== Given records ==

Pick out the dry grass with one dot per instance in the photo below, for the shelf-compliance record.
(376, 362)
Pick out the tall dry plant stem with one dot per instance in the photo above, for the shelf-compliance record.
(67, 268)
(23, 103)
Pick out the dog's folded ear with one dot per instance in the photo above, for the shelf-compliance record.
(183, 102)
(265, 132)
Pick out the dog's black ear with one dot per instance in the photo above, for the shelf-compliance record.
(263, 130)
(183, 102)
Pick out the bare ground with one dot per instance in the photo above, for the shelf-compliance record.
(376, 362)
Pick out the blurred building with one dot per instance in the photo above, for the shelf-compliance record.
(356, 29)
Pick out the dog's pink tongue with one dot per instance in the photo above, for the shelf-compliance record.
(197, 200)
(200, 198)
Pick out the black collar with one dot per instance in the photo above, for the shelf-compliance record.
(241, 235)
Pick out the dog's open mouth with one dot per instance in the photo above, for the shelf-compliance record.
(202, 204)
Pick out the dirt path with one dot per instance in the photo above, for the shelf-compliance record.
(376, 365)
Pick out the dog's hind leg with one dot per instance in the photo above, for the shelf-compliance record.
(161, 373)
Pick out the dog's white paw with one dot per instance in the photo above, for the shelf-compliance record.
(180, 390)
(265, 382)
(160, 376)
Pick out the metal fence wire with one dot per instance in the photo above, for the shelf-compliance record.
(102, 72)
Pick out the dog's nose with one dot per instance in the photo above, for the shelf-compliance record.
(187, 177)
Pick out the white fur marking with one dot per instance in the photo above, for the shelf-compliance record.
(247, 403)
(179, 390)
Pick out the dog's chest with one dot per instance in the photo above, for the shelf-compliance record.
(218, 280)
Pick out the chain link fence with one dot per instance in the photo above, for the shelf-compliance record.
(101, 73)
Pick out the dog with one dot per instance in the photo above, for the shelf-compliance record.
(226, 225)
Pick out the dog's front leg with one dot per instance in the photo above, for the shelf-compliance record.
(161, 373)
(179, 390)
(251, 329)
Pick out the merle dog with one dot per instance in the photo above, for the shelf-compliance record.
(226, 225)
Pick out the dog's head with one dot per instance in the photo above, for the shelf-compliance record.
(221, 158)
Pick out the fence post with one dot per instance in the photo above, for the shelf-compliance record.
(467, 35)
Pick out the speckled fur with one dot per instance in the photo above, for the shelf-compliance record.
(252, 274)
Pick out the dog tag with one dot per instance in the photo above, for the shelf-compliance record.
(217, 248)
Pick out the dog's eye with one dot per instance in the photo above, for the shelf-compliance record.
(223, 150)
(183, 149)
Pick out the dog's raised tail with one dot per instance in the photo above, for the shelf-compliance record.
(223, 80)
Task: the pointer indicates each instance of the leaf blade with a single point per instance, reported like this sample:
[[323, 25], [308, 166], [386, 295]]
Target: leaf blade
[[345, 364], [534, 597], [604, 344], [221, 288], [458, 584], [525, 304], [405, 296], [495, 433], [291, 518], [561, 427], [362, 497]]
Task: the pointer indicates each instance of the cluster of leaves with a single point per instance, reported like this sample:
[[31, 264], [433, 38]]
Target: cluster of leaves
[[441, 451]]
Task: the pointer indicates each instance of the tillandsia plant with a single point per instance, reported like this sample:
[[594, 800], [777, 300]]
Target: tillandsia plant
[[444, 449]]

== Assignment ==
Report back each line in the material above that contains the string "pointer".

== Result ==
Task: the pointer indicates each instance of the leaf blade with a single point per instance, reported like this sample:
Task: the pointer indicates each instance of the cluster of leaves with a single point per instance, reported like this sample:
Task: the pointer indicates each instance of the tillandsia plant with a single point per instance, reported like this sample:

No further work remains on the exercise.